◆ **Testo fornito**

In un post del 25 febbraio scorso ( "La politica per il dopo Monti") avevo ipotizzato la nascita di una grande coalizione come evoluzione di quella attuale imposta dal rischio default del nostro Paese. Tale coalizione potrebbe derivare dalla scomposizione e ricomposizione delle attuali forze politiche con la creazione di un nuovo partito che aggregherebbe le componenti più vicine alla logica liberista, seguirebbe le orme del Governo Monti e sarebbe guidato, se non da lui, da un esponente di spicco del suo Governo. Tale partito sarebbe il punto di riferimento della coalizione.
Questa ipotesi è tuttora realistica, ma ora il quadro è complicato dal costante attacco dei mercati ai Paesi deboli dell'Unione europea, fra cui il nostro.
Recentemente la stampa ha dato notizia di febbrili trattative che sarebbero in corso fra i tre partiti dell'attuale maggioranza al fine di trovare un ragionevole compromesso sulla nuova legge elettorale che consentisse di anticipare a novembre il ricorso alle urne. La logica di tale iniziativa è quella di ottenere la legittimazione popolare per fare eventualmente ulteriori scelte difficili in politica economica, atte a contrastare l'attacco della speculazione e convincere i mercati, che hanno forti dubbi sulla capacità del nostro sistema politico di proseguire nell'opera di risanamento dei nostri conti. Casini ha detto chiaramente al riguardo "Un'altra manovra prima del voto nessuno può reggerla".
Condivido questa logica ma ho forti dubbi che si possa trovare una soluzione nei pochissimi giorni che restano: per votare a novembre sarebbe necessario trovare l'accordo entro i primi di agosto.
E' quindi più probabile che le elezioni si tengano alla scadenza naturale della prossima primavera, naturalmente se non accade prima l'irreparabile, cioè un ulteriore, insopportabile rialzo dello spread, che sancirebbe l'impossibilità di far fronte ai nostri impegni nei confronti della comunità finanziaria e aprirebbe scenari drammatici.
Nessuno è in grado di dire, al momento attuale, dove ci porteranno i prossimi mesi.

◆ **Compito breve A**
Elenca le caratteristiche che il commento sul dopo Monti attribuisce al nuovo partito ipotizzato.
◆ **Compito breve B**
Prosegui il commento sul dopo Monti a partire dalla sua ultima frase.

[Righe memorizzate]
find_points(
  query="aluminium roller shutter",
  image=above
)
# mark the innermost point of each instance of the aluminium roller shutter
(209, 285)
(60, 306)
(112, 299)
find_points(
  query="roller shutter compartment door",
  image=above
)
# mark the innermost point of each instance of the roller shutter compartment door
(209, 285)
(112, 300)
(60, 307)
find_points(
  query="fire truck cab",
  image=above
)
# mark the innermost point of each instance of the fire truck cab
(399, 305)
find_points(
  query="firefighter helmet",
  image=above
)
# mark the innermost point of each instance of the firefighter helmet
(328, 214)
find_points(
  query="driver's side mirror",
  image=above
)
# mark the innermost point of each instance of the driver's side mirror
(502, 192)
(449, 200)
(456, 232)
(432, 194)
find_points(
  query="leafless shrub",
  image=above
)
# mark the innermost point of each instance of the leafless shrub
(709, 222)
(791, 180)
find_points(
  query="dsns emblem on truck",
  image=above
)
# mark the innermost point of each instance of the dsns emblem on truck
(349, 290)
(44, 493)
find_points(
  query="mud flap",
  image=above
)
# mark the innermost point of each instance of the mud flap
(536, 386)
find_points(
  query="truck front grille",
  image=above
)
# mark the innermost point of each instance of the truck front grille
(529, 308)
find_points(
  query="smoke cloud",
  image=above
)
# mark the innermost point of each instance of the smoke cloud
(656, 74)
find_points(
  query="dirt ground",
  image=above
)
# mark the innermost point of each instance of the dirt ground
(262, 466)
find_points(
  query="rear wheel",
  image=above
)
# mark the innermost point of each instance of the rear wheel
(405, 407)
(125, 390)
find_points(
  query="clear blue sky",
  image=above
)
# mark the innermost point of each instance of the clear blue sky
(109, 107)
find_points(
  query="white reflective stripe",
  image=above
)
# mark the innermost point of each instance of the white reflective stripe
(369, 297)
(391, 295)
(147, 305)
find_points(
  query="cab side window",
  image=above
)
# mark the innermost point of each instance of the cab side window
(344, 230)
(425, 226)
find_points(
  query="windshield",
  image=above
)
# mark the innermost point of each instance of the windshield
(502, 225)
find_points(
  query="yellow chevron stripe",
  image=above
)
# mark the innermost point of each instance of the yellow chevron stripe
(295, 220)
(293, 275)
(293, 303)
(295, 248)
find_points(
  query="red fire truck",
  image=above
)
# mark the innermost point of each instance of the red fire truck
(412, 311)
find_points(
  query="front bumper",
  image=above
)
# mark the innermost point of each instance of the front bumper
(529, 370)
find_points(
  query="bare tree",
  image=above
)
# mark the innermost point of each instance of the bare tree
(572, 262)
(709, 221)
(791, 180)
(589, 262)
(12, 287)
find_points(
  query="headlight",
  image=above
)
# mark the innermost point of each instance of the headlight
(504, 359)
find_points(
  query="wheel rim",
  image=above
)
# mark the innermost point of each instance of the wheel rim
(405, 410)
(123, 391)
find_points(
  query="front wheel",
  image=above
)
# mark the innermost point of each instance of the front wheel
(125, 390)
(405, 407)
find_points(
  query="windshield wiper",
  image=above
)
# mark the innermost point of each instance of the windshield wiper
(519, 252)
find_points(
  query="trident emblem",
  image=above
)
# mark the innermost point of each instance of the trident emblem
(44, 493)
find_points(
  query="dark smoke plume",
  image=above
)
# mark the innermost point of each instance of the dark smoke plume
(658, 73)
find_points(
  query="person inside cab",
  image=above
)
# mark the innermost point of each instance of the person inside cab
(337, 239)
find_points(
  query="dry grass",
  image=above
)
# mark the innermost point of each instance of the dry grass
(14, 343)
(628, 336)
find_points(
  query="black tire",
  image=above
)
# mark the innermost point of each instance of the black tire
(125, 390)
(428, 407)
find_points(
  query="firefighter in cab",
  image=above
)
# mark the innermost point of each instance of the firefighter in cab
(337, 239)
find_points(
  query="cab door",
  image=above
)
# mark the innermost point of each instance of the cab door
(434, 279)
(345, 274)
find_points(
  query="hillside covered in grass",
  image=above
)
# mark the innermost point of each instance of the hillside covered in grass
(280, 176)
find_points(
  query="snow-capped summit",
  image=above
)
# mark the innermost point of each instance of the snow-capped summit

◆ **Risposta A**
- Aggregherebbe le componenti più vicine alla logica liberista.
- Seguirebbe le orme del Governo Monti.
- Sarebbe guidato, se non da Monti, da un esponente di spicco del suo Governo.
- Sarebbe il punto di riferimento della coalizione.

◆ **Risposta B**
Se la nostra economia sopravviverà, la grande coalizione sarà comunque necessaria perchè, come ha acutamente osservato Giovanni Belardelli sul Corriere della Sera del 22 luglio, il nostro problema principale, cioè l'abnorme debito pubblico, è frutto di un'altra grande coalizione: " Cos'altro è stato infatti il consociativismo, per il quale l'opposizione votava quasi tutte le leggi di spesa della maggioranza, se non una forma molto sui generis delle larghe intese?.....una tale spesa non ha ingrassato soltanto il ceto dei politici, non ha favotito soltanto corporazioni e poteri forti. Ha fatto anche questo, certo, ma al 120 del Pil di debito siamo arrivati perchè il ricorso alla spesa è stato il modo principale, e da un certo punto in poi l'unico, attraverso il quale è stato costruito in Italia il consenso politico...".
Il rientro da una follia collettiva chè è durata oltre 30 anni richiederà necessariamente tempi lunghi ed un assetto politico ben diverso da quello che ci ha portato sull'orlo del baratro. Invece di una lotta politica apparentemente esasperata sul proscenio e totalmente disattesa dietro le quinte, occorrerà un approccio meno demagogico e più trasparente, capace di dire ai cittadini la verità: i sacrifici da fare saranno ancora molti e per molto tempo perchè il nostro Paese ha vissuto troppo a lungo al di sopra dei propri mezzi. Solo un doloroso ma salutrare rigore ci porterà a risorgere.
Monti è stato criticato per aver detto che "il politico pensa alle prossime elezioni, lo statista alle prossime generazioni", ma io sono d'accordo con lui.
Abbiamo bisogno di statisti.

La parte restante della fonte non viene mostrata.